Text section –

++++

Thursday, July 19, 2012

Big Data and The LIBOR Opportunity

Does anyone else think LIBOR is ridiculous because it is prone to being taken advantage of due to human intervention? In the world where Google tracks every click everyone makes while logged in, we can’t track every loan that a major bank makes? Granted there are many more variables involved in a loan such as, credit rating of the party taking out the loan, age of the person(s), length of repayment, fixed or variable rate interest, percent size of downpayment if applicable, and more depending on the loan type. 
The point is, in one day of clicking around on the Internet I generate more data than all of the information needed to detail a new consumer loan. It seems simple to me that software could be produced that could aggregate all of the credit and loan data used by say the 100 largest banks in the world, or at least UN countries, to track both in real time and unambiguously what the rates are out there. Plus, with all of that data better information about regional interest rates would be available. This system, which of course would be implemented by several for-profit companies for lack of an ambitious government, would fall under heavy regulation. 

For example, In the last two months I have a friend that bought a 30 year variable interest rate mortgage at 2.87% for the first five years and another friend that bought a new car with a five year 0% interest loan. It seems simple to me to track that kind of data and make the summary widely available for free. Plus, there is a ton of money in it! Well, just think if you had a critical mass of large banks reporting all their loan transactions, but only you were able to divide it down to the micro scale? The national and international rates could be published and updated in real time free on the Internet, but to know what is happening in Dubuque, Iowa (or Chicago or Manhattan or Dubai or Bombay) would cost you a fee.  In a way it makes interest rates more like the price of oil which is pretty clear.

++++

Work order 1 – Translate this sentence from the post on LIBOR and big data into Spanish: "It seems simple to me to track that kind of data and make the summary widely available for free."
Work order 2 – Resume the post on LIBOR and big data, writing on from its final sentence.
The records that follow have no connection to the post on LIBOR and big data.

Items listed in a dataset
++++

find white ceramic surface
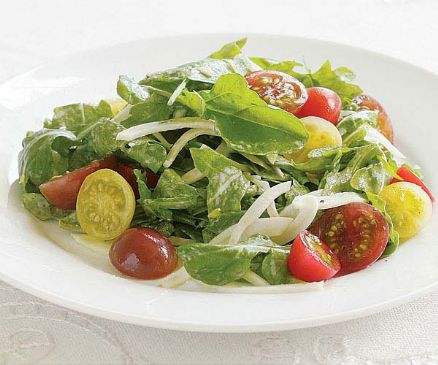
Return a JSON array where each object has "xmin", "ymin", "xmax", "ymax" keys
[{"xmin": 0, "ymin": 35, "xmax": 438, "ymax": 332}]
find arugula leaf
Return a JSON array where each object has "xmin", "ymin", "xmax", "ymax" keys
[
  {"xmin": 177, "ymin": 236, "xmax": 276, "ymax": 285},
  {"xmin": 18, "ymin": 129, "xmax": 76, "ymax": 186},
  {"xmin": 121, "ymin": 93, "xmax": 172, "ymax": 128},
  {"xmin": 336, "ymin": 110, "xmax": 378, "ymax": 141},
  {"xmin": 208, "ymin": 38, "xmax": 246, "ymax": 60},
  {"xmin": 200, "ymin": 74, "xmax": 308, "ymax": 155},
  {"xmin": 44, "ymin": 100, "xmax": 113, "ymax": 132},
  {"xmin": 366, "ymin": 191, "xmax": 400, "ymax": 257},
  {"xmin": 261, "ymin": 247, "xmax": 289, "ymax": 285},
  {"xmin": 190, "ymin": 147, "xmax": 250, "ymax": 213},
  {"xmin": 78, "ymin": 118, "xmax": 125, "ymax": 158},
  {"xmin": 322, "ymin": 143, "xmax": 384, "ymax": 194},
  {"xmin": 140, "ymin": 169, "xmax": 199, "ymax": 221},
  {"xmin": 202, "ymin": 211, "xmax": 245, "ymax": 242},
  {"xmin": 117, "ymin": 75, "xmax": 151, "ymax": 105},
  {"xmin": 251, "ymin": 58, "xmax": 362, "ymax": 105},
  {"xmin": 22, "ymin": 193, "xmax": 70, "ymax": 221},
  {"xmin": 121, "ymin": 137, "xmax": 167, "ymax": 173},
  {"xmin": 350, "ymin": 163, "xmax": 386, "ymax": 194}
]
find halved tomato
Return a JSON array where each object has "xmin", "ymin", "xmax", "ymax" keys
[
  {"xmin": 287, "ymin": 231, "xmax": 341, "ymax": 282},
  {"xmin": 245, "ymin": 70, "xmax": 307, "ymax": 113},
  {"xmin": 39, "ymin": 156, "xmax": 117, "ymax": 209},
  {"xmin": 311, "ymin": 203, "xmax": 389, "ymax": 276}
]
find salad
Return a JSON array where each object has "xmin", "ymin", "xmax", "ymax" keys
[{"xmin": 19, "ymin": 39, "xmax": 435, "ymax": 292}]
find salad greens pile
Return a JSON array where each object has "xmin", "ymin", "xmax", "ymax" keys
[{"xmin": 19, "ymin": 39, "xmax": 420, "ymax": 285}]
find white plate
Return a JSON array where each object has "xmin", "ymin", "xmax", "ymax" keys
[{"xmin": 0, "ymin": 35, "xmax": 438, "ymax": 332}]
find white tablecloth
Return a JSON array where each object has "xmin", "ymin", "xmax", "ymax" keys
[{"xmin": 0, "ymin": 0, "xmax": 438, "ymax": 365}]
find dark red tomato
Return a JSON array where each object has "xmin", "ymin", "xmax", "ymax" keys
[
  {"xmin": 391, "ymin": 166, "xmax": 435, "ymax": 203},
  {"xmin": 295, "ymin": 87, "xmax": 342, "ymax": 125},
  {"xmin": 116, "ymin": 164, "xmax": 140, "ymax": 199},
  {"xmin": 311, "ymin": 203, "xmax": 389, "ymax": 276},
  {"xmin": 110, "ymin": 227, "xmax": 178, "ymax": 280},
  {"xmin": 245, "ymin": 70, "xmax": 307, "ymax": 113},
  {"xmin": 353, "ymin": 94, "xmax": 394, "ymax": 143},
  {"xmin": 39, "ymin": 156, "xmax": 117, "ymax": 209},
  {"xmin": 287, "ymin": 231, "xmax": 341, "ymax": 282}
]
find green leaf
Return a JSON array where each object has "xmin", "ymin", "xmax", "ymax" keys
[
  {"xmin": 44, "ymin": 100, "xmax": 113, "ymax": 132},
  {"xmin": 208, "ymin": 38, "xmax": 246, "ymax": 60},
  {"xmin": 350, "ymin": 163, "xmax": 386, "ymax": 194},
  {"xmin": 190, "ymin": 147, "xmax": 250, "ymax": 213},
  {"xmin": 202, "ymin": 211, "xmax": 245, "ymax": 242},
  {"xmin": 121, "ymin": 93, "xmax": 172, "ymax": 128},
  {"xmin": 261, "ymin": 249, "xmax": 289, "ymax": 285},
  {"xmin": 121, "ymin": 137, "xmax": 167, "ymax": 173},
  {"xmin": 117, "ymin": 75, "xmax": 150, "ymax": 105},
  {"xmin": 177, "ymin": 236, "xmax": 283, "ymax": 285},
  {"xmin": 18, "ymin": 129, "xmax": 76, "ymax": 186},
  {"xmin": 366, "ymin": 192, "xmax": 400, "ymax": 257},
  {"xmin": 201, "ymin": 74, "xmax": 308, "ymax": 155},
  {"xmin": 22, "ymin": 193, "xmax": 70, "ymax": 221},
  {"xmin": 78, "ymin": 118, "xmax": 125, "ymax": 158},
  {"xmin": 323, "ymin": 143, "xmax": 384, "ymax": 194}
]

++++

Answer 1 – Me parece sencillo rastrear ese tipo de datos y hacer que el resumen esté disponible de forma amplia y gratuita.

Answer 2 –
As for the regulation, unless a government wants to take the lead and run the software, I imagine it would be easy to pass a law post-LIBOR requiring the XX largest banks to comply and give a small number of details of every new loan. That is where the compliance aspect comes in, if there was ever a question about the published rate on say July 19th, 2012, it would be possible to review each and every new loan or line of credit established on July 19th, 2012 that was reported and match that with actual documents. Estimating that every American takes out three loans or lines of credit each year (I hope that is high) that amounts to about 2.5 million new loans per day. Assuming the developed world is about ten times the size of the US and new loans per year per person is the same, that is only 25 million new loans per day. I realize that sounds like a lot, but if you can boil it down to credit rating of the person, location, and terms of the loan (introductory interest rate, years of the loan, etc.) you have only a handful of cells in a row of a spread sheet. Everything is documented. The way I see it, it's a win win for everyone except the traders who made money off of fixing LIBOR and the LIBOR reporters who must have profited off of fixing it.

One last note, not directly related, but regarding accurate documentation. I am a huge fan of documenting everything. I will be the first to admit I do not want to relive the horror of my sins, but I certainly want to settle ambiguities with truth and honesty. I feel that documentation is related to education. The more documentation there is about an incident the more we can be educated about what actually happened. With more education we can come to the best solution. This is true in many things.